TASK OBJECTIVE: Copy the data verbatim and leave out every picture.
** RECORDS SHOWN follows **
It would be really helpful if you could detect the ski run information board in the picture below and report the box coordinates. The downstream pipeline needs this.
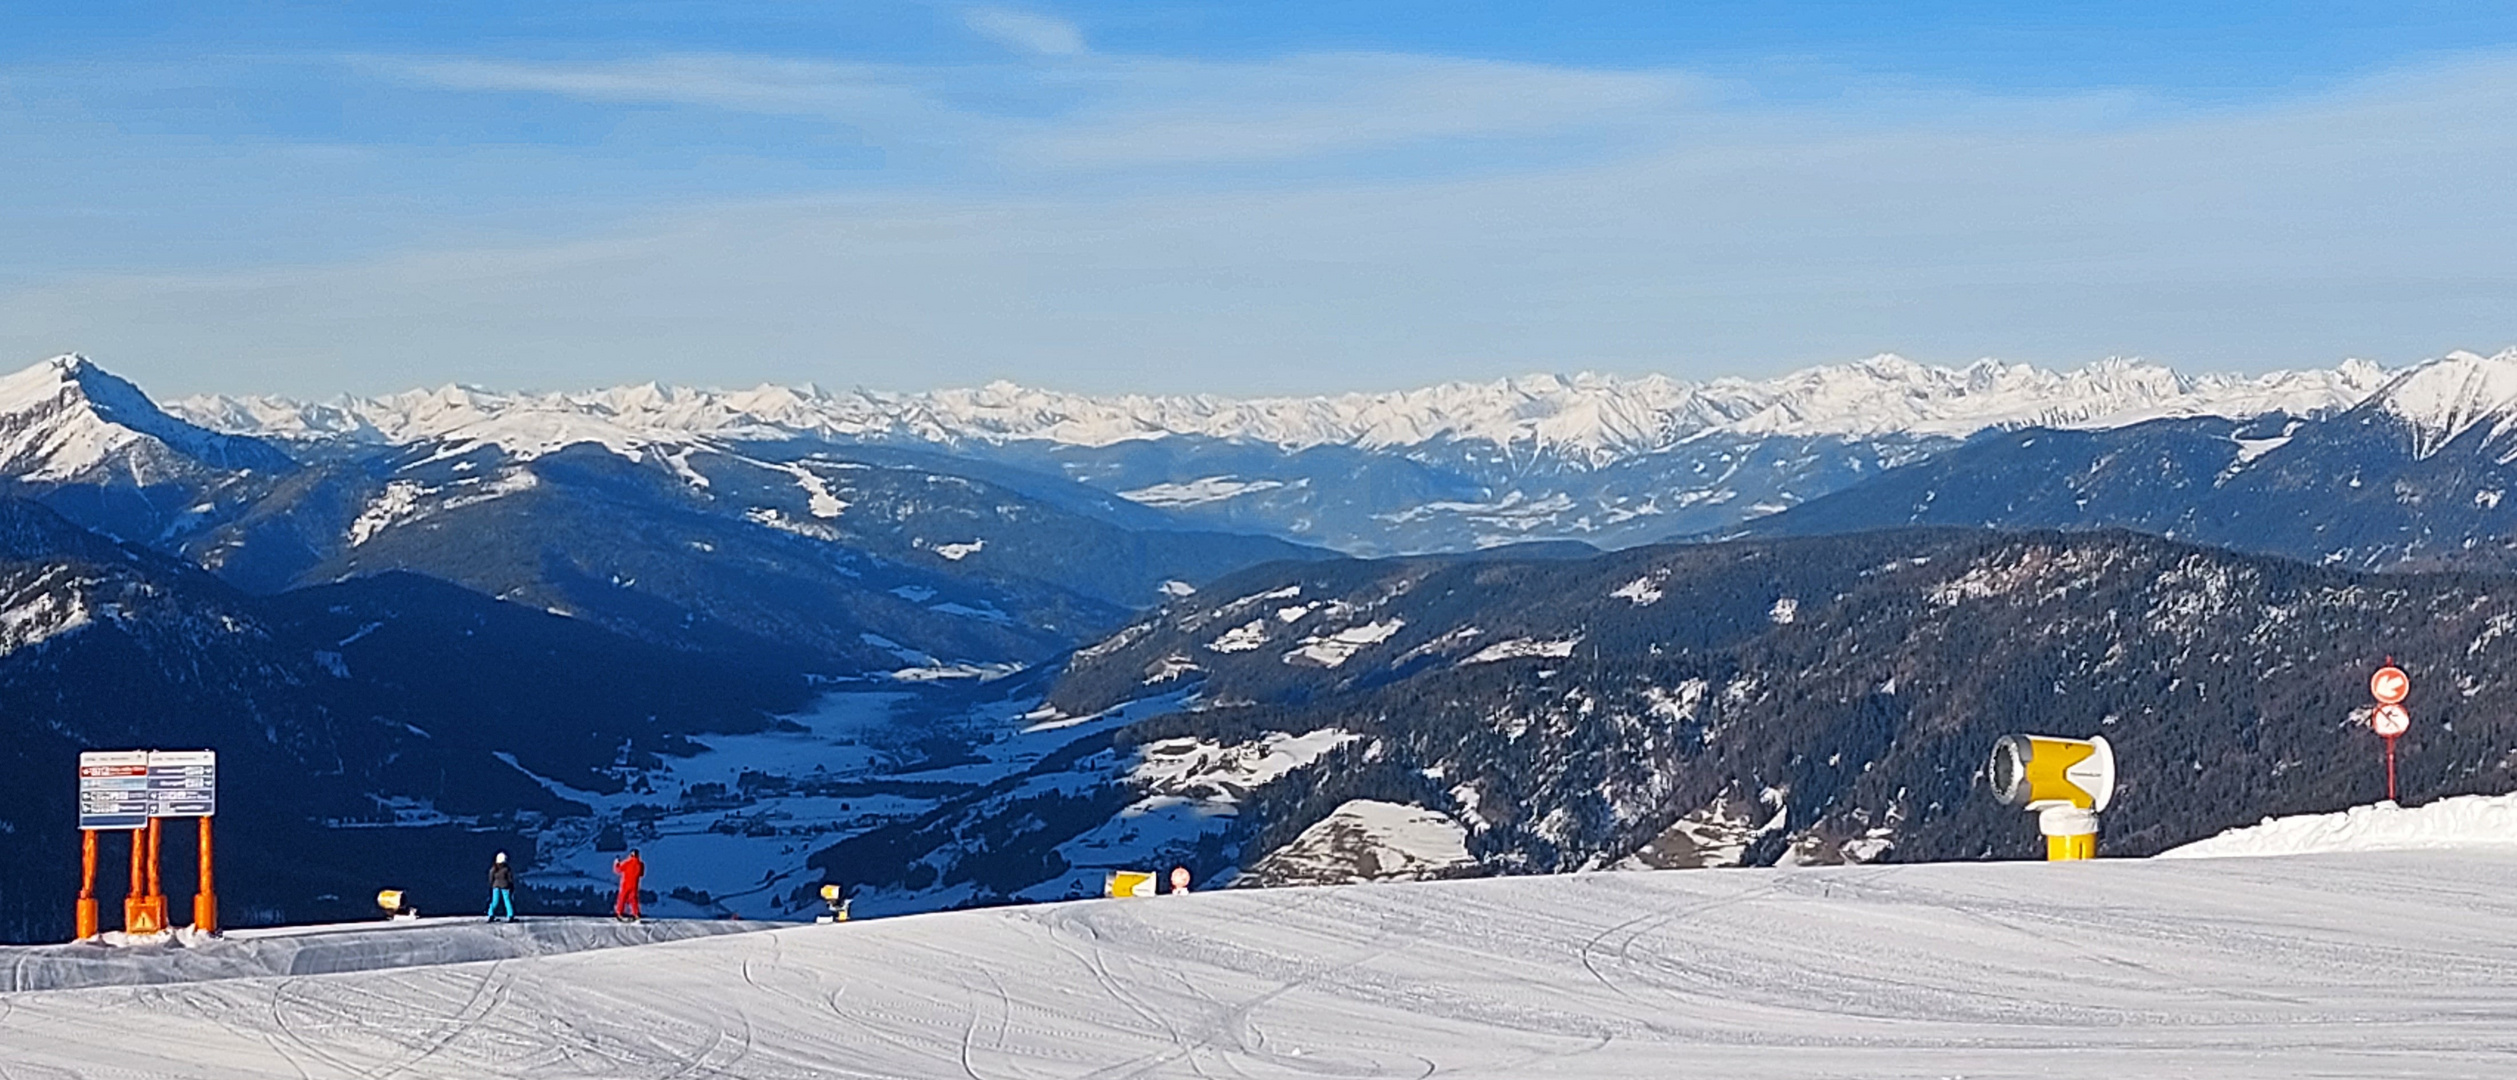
[78,750,216,829]
[149,750,218,817]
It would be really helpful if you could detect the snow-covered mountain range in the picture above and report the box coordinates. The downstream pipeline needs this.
[174,354,2384,457]
[1747,348,2517,571]
[12,346,2517,942]
[163,352,2402,553]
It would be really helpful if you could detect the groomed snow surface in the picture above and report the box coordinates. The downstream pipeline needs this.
[10,848,2517,1077]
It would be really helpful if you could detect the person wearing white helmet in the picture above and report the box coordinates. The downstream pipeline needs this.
[487,851,517,923]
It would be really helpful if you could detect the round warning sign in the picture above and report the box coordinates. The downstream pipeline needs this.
[2371,703,2411,737]
[2370,665,2410,705]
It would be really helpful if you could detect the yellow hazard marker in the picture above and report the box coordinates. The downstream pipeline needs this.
[1987,734,2116,861]
[1105,870,1158,898]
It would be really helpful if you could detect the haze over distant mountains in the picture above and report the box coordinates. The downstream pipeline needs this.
[166,352,2403,553]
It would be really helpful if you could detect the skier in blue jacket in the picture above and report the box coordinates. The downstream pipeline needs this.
[487,852,516,922]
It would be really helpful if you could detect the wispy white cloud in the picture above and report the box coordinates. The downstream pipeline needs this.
[964,7,1088,57]
[377,54,987,146]
[377,49,1704,171]
[1016,53,1700,167]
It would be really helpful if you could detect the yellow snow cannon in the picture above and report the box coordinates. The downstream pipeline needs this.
[1987,734,2116,861]
[816,883,851,923]
[375,889,418,920]
[1105,870,1158,898]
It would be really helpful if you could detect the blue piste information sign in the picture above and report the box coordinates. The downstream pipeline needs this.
[78,750,216,830]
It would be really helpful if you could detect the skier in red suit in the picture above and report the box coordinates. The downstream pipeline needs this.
[612,849,645,921]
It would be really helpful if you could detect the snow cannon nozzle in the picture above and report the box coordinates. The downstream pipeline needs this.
[1987,734,2114,860]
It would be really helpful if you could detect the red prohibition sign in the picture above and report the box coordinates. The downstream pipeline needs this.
[2371,703,2411,737]
[2371,665,2410,705]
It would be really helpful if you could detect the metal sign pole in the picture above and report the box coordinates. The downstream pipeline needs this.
[2385,735,2400,803]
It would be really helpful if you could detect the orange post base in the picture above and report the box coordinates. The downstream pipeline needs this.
[75,898,99,940]
[125,896,168,936]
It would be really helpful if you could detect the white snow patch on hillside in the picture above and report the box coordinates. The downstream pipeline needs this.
[1618,800,1762,869]
[1245,799,1474,885]
[0,585,94,657]
[744,506,838,540]
[888,660,1023,682]
[1462,636,1579,664]
[1206,618,1268,653]
[929,539,984,561]
[1642,678,1709,724]
[1142,654,1199,684]
[346,480,428,546]
[1284,618,1404,667]
[1057,729,1358,869]
[1397,624,1482,664]
[421,407,677,464]
[1611,574,1663,605]
[1129,729,1358,801]
[776,462,848,518]
[2160,793,2517,859]
[2232,433,2294,465]
[1118,476,1287,507]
** End of RECORDS SHOWN **
ANSWER SPACE:
It would be really helpful if you could detect the ski run information board in the picture below and report the box coordinates. The downstream pipeline needs this.
[78,750,216,829]
[149,750,218,817]
It would be really helpful if you could detect the snow-covered mountain range in the picture above and report the box coordinates. The downstream pipeline needs this.
[174,354,2384,457]
[1747,348,2517,571]
[12,346,2517,942]
[163,352,2402,553]
It would be really helpful if you could detect the groomed snow surface in the picture above and report the box coordinates. The downstream pipeline needs this.
[10,848,2517,1077]
It would be really helpful if you could detect the person wearing white helmet in the picture above and report the box coordinates. The downstream pipeline needs this.
[487,851,517,923]
It would be really helpful if you could detect the round warning sign in the picture above and report the box coordinates. The downstream pipeline needs this.
[2371,703,2411,737]
[2370,665,2410,705]
It would be really helpful if you could detect the yellow hazard marker in the picture above and report the box coordinates. The downstream pipeline needs this.
[1987,734,2116,861]
[1105,870,1158,898]
It would be really helpful if you could detect the haze over distant mountains in the picture above and report the box coordinates. The downstream pipeline needs this.
[166,352,2403,553]
It would be really helpful if you could detect the skier in blue jacket in the picture above and report the box coordinates. The downstream pipeline needs this.
[487,852,516,922]
It would be really helpful if you could detect the wispy white cloud in the picture above and report the box coordinates. The downstream pipeline needs this.
[964,7,1088,57]
[377,54,987,146]
[377,49,1704,171]
[1016,53,1700,167]
It would be really helpful if you could detect the yellow snow cannon in the picture above and report the box coordinates. The downstream pipeline needs this.
[1987,734,2116,861]
[816,883,851,923]
[375,889,418,920]
[1105,870,1158,898]
It would be really helpful if you could detect the blue piste information sign in the picture above and report the box coordinates. The downstream pipeline needs this.
[78,750,216,830]
It would be really helpful if you could detect the skier in red suit in the picture above and report the box coordinates. The downstream pipeline needs this.
[612,849,645,921]
It would be really helpful if you could detect the snow cannon nozzle in the picture above and report the box coordinates. The downstream pipeline needs this.
[1987,734,2114,860]
It would be really helpful if you could detect the red prohibition sign in the picture above and report the box coordinates. The downstream pipeline needs this.
[2371,703,2411,737]
[2371,665,2410,705]
It would be really helpful if you could detect the metal sign pole in the picture above and report the box coordinates. The downstream pipeline needs this.
[2385,735,2400,803]
It would be really helpful if you could detect the orange post base in the picture above and report the box coordinates. The downstream pipeline needs this.
[75,898,99,940]
[125,896,168,936]
It would be really helpful if you could detect the white snow patch on hillside in the picture above and report the box coordinates. The downstream pipeline needs this.
[1618,800,1762,869]
[1245,799,1474,885]
[0,585,94,657]
[744,506,838,540]
[888,660,1023,682]
[1462,636,1579,664]
[1206,618,1268,653]
[929,539,984,561]
[1642,678,1709,724]
[1142,654,1199,684]
[346,480,428,546]
[1284,618,1404,667]
[1057,729,1358,869]
[1397,624,1482,664]
[421,407,677,464]
[1611,574,1663,605]
[1129,729,1358,801]
[776,462,848,518]
[2160,793,2517,859]
[2232,433,2294,465]
[1118,476,1287,507]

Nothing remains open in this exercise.